What’s your favourite kind of project to work on?
I enjoy still life shoots more than anything. I’ve been obsessed with “things” since I was little so it is a joy for me to think of different interpretations and visual play with the objects. Out of all the processes involved in my job, styling is the most fun. It’s almost like the cherry on a cake after all the planning and production process. Things look surprisingly different just with one-millimetre angle difference in the camera and I love the time I get to work with this chemistry. It’s fulfilling when I feel like I’ve found the right expressions for each object.
“The way I find inspiration, it’s almost like a game for me.”
Can you tell me about any projects you’ve been working on recently?
Recently we shot for Wired magazine with photographer James Day and art director Gem Fletcher. The image hasn’t come out yet but I’m looking forward to seeing it released. It was a still life series of iconic products of Dieter Rams from the museum archive. We really wanted the set to be something special to reflect the spirit of Rams. I had loads of fun planning this project, and it was nice that we allowed time for experiments. The trial and error process is so precious, it’s the part I enjoy the most as a maker. It was also great that I got back into the joy of painting through this project, so the production process was much more tranquil than usual and I loved it.
You have an amazing place here on Ridley Road. How long have you been here?
About six years. I can talk a lot about Ridley Road, I really love it. I get a lot of inspiration from this road because it’s so lively and has the special energy that is hard to find anywhere else. It’s a fruit and veg market every day, full of sound, music, smell and such a mixture of cultures. It feels like time passes a bit differently here. Whenever I walk around I find something really interesting, usually they are different forms of rubbish but I often find them beautiful. The colours of this street are more like Africa, it’s so strong. Part of my aesthetic is developed from here. When I walk around here, I’ve realized, with my eyes I crop things out from mundane, ordinary rubbish, whatever…
Like a scanner?

TASK PROMPT: Can you quote the interview word for word, starting at "Can you tell" and ending at "I loved it."?

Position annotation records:
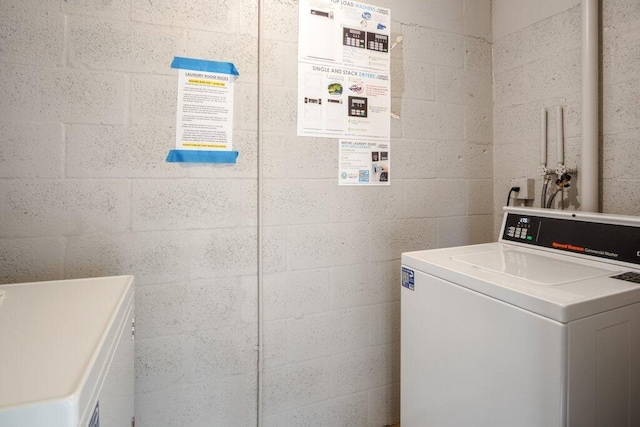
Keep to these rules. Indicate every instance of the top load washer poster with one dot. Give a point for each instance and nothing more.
(344, 89)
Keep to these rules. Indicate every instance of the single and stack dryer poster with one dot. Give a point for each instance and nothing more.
(344, 90)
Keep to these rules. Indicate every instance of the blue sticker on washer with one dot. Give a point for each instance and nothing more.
(408, 278)
(95, 418)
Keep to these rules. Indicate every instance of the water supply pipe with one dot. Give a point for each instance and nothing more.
(589, 173)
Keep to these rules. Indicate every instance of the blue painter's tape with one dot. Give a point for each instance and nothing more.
(197, 156)
(408, 278)
(202, 65)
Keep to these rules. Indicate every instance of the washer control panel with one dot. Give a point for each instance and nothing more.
(600, 240)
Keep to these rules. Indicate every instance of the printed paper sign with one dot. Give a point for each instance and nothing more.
(204, 117)
(364, 163)
(344, 88)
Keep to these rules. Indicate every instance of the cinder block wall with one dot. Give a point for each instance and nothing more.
(540, 65)
(87, 116)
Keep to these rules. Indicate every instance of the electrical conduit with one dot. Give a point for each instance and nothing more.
(589, 173)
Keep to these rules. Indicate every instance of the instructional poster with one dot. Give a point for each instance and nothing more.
(204, 109)
(344, 88)
(364, 162)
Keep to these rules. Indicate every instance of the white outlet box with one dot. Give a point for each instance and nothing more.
(526, 188)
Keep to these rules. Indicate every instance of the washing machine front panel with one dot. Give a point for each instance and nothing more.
(468, 359)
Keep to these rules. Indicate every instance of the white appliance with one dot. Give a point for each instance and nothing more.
(66, 353)
(541, 328)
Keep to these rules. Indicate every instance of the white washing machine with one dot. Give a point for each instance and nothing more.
(66, 353)
(541, 328)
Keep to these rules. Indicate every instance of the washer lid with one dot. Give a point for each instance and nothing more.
(540, 269)
(560, 287)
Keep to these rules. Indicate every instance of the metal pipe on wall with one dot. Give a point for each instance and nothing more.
(589, 173)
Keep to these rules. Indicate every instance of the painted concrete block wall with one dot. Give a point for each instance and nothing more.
(540, 65)
(87, 114)
(332, 307)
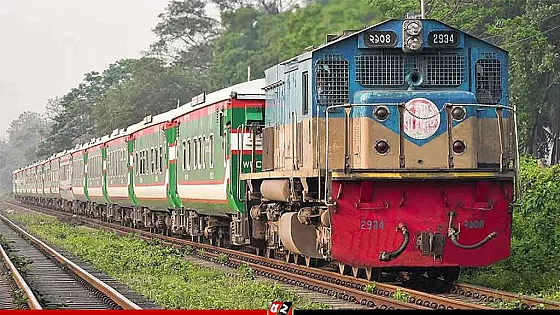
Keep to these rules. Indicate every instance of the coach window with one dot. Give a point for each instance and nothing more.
(140, 162)
(157, 161)
(188, 157)
(211, 149)
(152, 160)
(200, 154)
(204, 151)
(305, 93)
(184, 155)
(161, 159)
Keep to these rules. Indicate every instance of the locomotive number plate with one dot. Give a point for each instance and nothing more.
(369, 225)
(443, 39)
(421, 118)
(380, 38)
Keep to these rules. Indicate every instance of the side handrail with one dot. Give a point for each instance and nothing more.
(240, 158)
(327, 110)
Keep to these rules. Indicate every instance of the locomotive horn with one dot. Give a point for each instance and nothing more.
(415, 78)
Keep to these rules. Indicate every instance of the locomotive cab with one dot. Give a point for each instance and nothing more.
(389, 147)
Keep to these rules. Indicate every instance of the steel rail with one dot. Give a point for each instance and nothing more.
(99, 285)
(381, 289)
(483, 293)
(20, 282)
(333, 289)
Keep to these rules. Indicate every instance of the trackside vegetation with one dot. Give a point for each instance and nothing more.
(158, 272)
(533, 265)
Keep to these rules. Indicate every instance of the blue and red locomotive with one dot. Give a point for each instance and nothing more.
(392, 148)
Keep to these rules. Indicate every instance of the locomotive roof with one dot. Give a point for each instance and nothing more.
(351, 34)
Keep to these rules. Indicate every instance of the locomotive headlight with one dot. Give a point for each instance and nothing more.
(459, 146)
(382, 147)
(458, 113)
(381, 113)
(414, 43)
(413, 28)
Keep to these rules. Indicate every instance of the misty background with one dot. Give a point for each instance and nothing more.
(73, 70)
(48, 45)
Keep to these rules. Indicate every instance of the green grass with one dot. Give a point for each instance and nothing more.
(160, 273)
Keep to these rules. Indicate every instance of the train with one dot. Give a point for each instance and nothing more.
(386, 150)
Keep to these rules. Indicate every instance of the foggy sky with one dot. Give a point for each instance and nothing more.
(46, 46)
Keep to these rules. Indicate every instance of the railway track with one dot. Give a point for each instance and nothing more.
(354, 290)
(57, 282)
(12, 285)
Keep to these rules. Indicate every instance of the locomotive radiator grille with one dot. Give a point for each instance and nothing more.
(383, 70)
(441, 70)
(380, 70)
(488, 79)
(332, 80)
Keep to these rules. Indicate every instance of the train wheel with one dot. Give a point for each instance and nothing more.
(287, 256)
(373, 274)
(269, 253)
(342, 268)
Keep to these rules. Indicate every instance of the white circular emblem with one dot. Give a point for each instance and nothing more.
(421, 118)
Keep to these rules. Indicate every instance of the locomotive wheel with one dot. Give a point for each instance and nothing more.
(373, 274)
(287, 256)
(342, 268)
(269, 253)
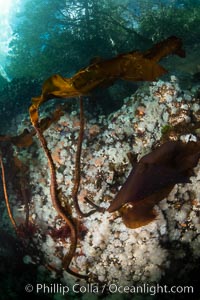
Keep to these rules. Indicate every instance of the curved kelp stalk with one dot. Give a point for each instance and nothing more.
(77, 174)
(57, 205)
(6, 195)
(132, 66)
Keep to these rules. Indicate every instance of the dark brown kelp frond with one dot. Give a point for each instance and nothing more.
(6, 195)
(152, 179)
(133, 66)
(57, 205)
(77, 175)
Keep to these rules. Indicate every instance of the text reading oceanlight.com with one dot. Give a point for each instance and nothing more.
(95, 288)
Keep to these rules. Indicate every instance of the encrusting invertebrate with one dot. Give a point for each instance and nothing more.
(152, 179)
(133, 66)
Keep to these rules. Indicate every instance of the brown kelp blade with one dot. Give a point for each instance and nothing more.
(133, 66)
(141, 213)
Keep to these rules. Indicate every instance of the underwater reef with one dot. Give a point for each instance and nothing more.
(106, 247)
(68, 181)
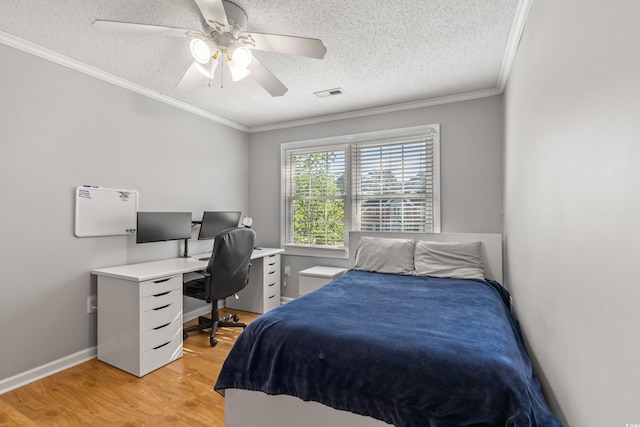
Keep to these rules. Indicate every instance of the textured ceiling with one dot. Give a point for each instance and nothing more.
(380, 53)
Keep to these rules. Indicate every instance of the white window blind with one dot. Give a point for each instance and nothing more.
(393, 185)
(315, 196)
(378, 181)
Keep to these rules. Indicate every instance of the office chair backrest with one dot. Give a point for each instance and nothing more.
(229, 263)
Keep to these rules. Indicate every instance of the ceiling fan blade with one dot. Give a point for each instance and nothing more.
(267, 80)
(191, 78)
(132, 27)
(302, 46)
(214, 14)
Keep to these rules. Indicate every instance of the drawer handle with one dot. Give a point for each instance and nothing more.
(162, 294)
(162, 326)
(161, 345)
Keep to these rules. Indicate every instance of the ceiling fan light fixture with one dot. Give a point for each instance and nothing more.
(237, 73)
(207, 70)
(200, 51)
(242, 57)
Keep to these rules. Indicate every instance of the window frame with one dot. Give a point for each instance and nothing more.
(349, 141)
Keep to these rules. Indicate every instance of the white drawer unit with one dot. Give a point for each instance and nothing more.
(263, 292)
(316, 277)
(139, 322)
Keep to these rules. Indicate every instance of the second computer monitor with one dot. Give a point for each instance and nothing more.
(214, 222)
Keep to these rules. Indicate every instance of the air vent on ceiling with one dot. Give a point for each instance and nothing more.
(328, 92)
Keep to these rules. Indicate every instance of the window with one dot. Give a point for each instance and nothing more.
(381, 181)
(316, 196)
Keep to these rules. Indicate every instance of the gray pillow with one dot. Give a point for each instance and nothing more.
(384, 255)
(459, 260)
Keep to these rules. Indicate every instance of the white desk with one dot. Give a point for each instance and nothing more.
(140, 308)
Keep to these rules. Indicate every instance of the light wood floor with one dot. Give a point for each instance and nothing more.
(96, 394)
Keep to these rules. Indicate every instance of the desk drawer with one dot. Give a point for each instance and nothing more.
(161, 334)
(271, 301)
(158, 286)
(160, 356)
(162, 315)
(271, 264)
(161, 299)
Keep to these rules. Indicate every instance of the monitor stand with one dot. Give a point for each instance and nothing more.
(186, 249)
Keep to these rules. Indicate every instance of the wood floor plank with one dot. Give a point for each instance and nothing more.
(97, 394)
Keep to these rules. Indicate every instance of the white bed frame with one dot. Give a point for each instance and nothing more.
(244, 408)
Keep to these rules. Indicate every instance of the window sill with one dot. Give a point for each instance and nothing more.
(316, 252)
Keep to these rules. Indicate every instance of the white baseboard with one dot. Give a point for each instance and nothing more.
(50, 368)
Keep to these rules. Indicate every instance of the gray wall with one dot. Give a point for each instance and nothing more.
(471, 148)
(59, 129)
(572, 205)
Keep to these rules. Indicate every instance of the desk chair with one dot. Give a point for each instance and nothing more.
(226, 274)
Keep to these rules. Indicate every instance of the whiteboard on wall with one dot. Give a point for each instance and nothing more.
(105, 211)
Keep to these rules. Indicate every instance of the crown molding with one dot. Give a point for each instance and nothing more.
(466, 96)
(517, 29)
(65, 61)
(515, 35)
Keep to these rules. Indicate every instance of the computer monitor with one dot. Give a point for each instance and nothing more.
(214, 222)
(163, 226)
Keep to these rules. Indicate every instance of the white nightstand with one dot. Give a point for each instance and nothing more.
(318, 276)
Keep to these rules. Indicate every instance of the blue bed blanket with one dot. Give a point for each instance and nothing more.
(410, 351)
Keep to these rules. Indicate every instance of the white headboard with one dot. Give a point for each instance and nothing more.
(491, 246)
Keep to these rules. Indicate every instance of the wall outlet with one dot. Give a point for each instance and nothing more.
(92, 303)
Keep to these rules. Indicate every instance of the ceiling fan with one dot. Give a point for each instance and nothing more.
(223, 39)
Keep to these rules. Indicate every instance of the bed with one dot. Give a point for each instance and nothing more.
(409, 336)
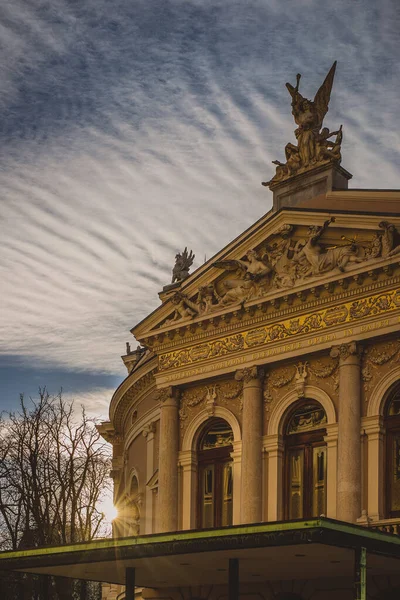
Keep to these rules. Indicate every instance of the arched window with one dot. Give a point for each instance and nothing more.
(305, 461)
(392, 423)
(215, 483)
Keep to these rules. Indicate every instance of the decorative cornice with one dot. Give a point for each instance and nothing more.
(148, 429)
(317, 322)
(252, 238)
(249, 374)
(256, 312)
(343, 351)
(142, 386)
(167, 393)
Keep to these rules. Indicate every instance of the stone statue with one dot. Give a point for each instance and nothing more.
(313, 145)
(207, 299)
(390, 239)
(183, 262)
(184, 308)
(250, 274)
(313, 260)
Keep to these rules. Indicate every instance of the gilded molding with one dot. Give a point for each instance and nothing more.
(209, 396)
(375, 357)
(343, 351)
(318, 321)
(148, 429)
(130, 397)
(249, 374)
(223, 324)
(166, 393)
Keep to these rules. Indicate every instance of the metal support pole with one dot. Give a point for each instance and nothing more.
(44, 587)
(130, 583)
(233, 584)
(360, 574)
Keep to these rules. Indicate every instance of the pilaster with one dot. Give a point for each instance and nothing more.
(251, 479)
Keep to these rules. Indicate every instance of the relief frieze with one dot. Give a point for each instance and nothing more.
(227, 393)
(376, 360)
(347, 313)
(290, 257)
(298, 375)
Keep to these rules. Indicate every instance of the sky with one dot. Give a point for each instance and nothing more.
(133, 128)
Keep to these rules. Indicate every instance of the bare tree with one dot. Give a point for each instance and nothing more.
(54, 470)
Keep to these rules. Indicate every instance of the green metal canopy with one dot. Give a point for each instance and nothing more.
(305, 549)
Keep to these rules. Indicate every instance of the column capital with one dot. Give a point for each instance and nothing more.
(344, 351)
(169, 393)
(149, 429)
(249, 374)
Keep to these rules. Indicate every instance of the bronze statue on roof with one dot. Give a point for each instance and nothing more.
(313, 145)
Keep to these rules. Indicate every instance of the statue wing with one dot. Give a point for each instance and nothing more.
(231, 265)
(323, 95)
(187, 258)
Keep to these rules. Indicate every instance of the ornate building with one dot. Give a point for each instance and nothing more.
(257, 434)
(267, 383)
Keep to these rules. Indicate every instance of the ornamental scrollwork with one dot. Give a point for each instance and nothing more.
(283, 262)
(343, 351)
(221, 393)
(375, 357)
(287, 329)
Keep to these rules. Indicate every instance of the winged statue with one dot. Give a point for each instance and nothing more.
(183, 262)
(313, 144)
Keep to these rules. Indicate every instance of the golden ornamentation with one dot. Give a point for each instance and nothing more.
(277, 379)
(343, 351)
(313, 145)
(249, 374)
(223, 392)
(375, 357)
(130, 398)
(326, 370)
(308, 323)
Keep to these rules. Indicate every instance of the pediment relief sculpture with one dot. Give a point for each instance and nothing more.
(183, 262)
(292, 256)
(314, 144)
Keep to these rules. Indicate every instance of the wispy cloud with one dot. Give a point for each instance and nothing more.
(129, 134)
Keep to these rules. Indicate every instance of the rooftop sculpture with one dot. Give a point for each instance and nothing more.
(183, 262)
(314, 146)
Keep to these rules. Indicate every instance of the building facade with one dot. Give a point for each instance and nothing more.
(267, 383)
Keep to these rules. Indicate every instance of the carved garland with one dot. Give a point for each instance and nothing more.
(298, 374)
(375, 357)
(220, 393)
(317, 321)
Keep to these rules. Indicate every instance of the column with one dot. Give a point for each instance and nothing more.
(331, 440)
(251, 480)
(236, 456)
(148, 433)
(349, 435)
(360, 573)
(130, 583)
(168, 461)
(188, 464)
(273, 446)
(373, 427)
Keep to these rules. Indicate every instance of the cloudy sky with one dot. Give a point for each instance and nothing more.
(133, 128)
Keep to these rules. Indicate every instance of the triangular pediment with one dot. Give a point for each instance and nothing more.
(284, 254)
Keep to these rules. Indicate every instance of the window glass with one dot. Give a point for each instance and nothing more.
(215, 475)
(305, 462)
(218, 435)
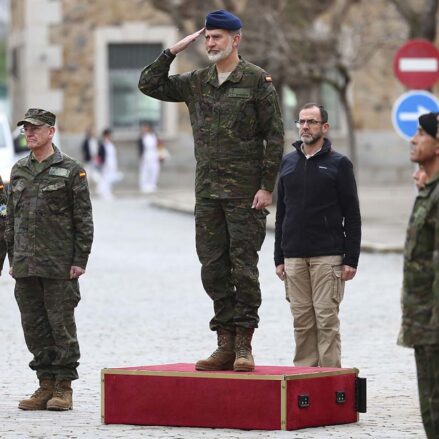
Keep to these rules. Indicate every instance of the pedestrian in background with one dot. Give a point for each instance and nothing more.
(3, 211)
(238, 133)
(317, 237)
(49, 234)
(149, 167)
(109, 172)
(420, 291)
(89, 149)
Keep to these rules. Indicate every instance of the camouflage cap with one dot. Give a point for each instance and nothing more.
(37, 116)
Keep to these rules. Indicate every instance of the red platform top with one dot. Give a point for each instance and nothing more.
(275, 372)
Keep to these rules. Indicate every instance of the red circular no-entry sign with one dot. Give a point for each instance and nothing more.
(416, 64)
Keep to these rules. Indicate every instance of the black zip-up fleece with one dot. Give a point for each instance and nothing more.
(318, 212)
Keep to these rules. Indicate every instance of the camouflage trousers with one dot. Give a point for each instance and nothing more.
(427, 365)
(229, 234)
(47, 316)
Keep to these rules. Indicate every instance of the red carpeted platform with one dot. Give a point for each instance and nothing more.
(270, 398)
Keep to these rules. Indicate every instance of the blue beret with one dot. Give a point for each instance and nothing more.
(222, 20)
(430, 123)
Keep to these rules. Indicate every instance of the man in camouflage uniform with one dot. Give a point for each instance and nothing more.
(420, 293)
(49, 234)
(238, 135)
(3, 210)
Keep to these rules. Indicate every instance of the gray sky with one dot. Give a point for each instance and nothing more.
(4, 10)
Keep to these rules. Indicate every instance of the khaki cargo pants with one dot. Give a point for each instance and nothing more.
(315, 290)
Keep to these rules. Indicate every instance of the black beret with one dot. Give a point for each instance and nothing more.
(222, 19)
(429, 123)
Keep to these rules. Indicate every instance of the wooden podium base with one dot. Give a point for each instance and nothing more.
(270, 398)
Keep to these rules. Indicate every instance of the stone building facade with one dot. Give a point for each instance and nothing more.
(82, 59)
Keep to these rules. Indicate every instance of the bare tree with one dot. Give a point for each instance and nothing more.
(421, 17)
(302, 43)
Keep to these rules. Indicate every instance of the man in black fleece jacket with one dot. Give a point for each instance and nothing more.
(317, 241)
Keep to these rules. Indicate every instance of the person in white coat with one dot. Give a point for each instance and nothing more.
(108, 165)
(149, 168)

TASK SOLUTION:
Can you tell me about any projects you’ve been working on recently?
Recently we shot for Wired magazine with photographer James Day and art director Gem Fletcher. The image hasn’t come out yet but I’m looking forward to seeing it released. It was a still life series of iconic products of Dieter Rams from the museum archive. We really wanted the set to be something special to reflect the spirit of Rams. I had loads of fun planning this project, and it was nice that we allowed time for experiments. The trial and error process is so precious, it’s the part I enjoy the most as a maker. It was also great that I got back into the joy of painting through this project, so the production process was much more tranquil than usual and I loved it.